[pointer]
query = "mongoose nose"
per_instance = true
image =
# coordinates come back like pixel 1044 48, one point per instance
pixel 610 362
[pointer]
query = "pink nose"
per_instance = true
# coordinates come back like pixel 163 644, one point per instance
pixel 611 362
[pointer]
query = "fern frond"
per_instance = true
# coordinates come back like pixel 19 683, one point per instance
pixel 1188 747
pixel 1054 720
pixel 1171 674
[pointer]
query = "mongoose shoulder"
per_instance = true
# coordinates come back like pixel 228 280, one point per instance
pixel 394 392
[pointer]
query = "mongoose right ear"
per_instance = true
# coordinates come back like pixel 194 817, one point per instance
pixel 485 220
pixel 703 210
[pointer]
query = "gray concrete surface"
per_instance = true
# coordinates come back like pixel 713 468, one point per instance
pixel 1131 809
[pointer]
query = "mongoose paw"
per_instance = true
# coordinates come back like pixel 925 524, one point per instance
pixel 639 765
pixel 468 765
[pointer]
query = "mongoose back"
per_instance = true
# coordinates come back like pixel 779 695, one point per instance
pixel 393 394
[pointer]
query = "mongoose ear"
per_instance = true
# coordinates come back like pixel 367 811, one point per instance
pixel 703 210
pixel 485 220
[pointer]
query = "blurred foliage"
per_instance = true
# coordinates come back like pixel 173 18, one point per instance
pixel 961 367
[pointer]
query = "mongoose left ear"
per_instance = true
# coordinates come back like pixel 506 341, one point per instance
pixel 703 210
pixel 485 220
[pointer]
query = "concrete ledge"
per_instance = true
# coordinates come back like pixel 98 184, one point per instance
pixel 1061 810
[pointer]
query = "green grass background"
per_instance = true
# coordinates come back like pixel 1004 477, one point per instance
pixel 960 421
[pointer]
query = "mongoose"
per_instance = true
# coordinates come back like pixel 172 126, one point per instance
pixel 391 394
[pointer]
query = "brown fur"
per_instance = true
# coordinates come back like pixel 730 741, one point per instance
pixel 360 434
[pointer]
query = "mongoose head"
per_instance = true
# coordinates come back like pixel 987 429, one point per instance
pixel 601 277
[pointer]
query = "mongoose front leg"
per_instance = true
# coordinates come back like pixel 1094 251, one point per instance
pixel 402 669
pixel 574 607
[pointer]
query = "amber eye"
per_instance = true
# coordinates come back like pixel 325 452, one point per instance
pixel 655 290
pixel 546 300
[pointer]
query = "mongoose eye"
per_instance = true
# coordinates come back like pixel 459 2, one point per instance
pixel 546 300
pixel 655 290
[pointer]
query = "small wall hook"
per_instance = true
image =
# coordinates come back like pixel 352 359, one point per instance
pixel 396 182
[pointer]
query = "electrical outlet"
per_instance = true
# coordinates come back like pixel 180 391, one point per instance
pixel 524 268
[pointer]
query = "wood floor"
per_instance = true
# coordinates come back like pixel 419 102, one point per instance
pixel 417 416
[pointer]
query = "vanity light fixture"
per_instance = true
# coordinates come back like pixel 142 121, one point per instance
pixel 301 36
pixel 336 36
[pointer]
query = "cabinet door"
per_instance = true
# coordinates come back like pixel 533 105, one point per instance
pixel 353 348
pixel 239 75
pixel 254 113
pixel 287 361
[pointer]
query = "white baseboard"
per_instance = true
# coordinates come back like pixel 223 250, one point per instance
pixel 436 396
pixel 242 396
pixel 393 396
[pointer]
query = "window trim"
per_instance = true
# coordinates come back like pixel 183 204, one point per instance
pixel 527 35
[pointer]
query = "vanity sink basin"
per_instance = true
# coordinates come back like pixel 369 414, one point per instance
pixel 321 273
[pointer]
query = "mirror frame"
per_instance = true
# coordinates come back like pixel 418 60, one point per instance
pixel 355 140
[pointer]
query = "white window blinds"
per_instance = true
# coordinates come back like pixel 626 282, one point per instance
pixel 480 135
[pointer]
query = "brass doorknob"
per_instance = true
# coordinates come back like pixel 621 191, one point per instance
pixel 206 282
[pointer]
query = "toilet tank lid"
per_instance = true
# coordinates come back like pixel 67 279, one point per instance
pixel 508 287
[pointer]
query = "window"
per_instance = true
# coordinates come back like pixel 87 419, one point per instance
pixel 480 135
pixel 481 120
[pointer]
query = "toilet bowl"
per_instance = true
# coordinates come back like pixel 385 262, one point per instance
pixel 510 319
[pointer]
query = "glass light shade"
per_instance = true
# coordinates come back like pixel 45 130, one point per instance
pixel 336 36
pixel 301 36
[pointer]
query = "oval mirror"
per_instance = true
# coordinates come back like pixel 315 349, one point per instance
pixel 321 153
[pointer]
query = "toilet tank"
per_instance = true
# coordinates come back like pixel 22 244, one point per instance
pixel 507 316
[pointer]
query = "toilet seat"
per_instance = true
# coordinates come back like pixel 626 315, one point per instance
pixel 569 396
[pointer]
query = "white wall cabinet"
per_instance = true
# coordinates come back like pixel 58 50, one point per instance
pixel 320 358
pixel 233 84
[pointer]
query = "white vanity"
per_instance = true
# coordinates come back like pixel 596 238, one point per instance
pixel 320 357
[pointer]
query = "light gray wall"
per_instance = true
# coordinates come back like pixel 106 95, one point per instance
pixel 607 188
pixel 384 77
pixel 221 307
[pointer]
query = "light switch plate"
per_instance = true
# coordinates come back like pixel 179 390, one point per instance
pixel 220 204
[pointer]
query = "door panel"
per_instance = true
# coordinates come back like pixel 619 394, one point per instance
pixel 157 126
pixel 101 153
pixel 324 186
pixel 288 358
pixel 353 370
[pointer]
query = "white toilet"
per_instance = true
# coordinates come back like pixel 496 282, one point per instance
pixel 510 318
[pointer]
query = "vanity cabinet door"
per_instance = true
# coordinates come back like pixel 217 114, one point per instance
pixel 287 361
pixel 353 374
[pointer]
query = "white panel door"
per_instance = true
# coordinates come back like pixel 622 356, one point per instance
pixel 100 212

WHAT YOU HAVE TO DO: Only the number is needed: count the lines of the material that include "tank".

SOLUTION FOR THIS PROBLEM: 2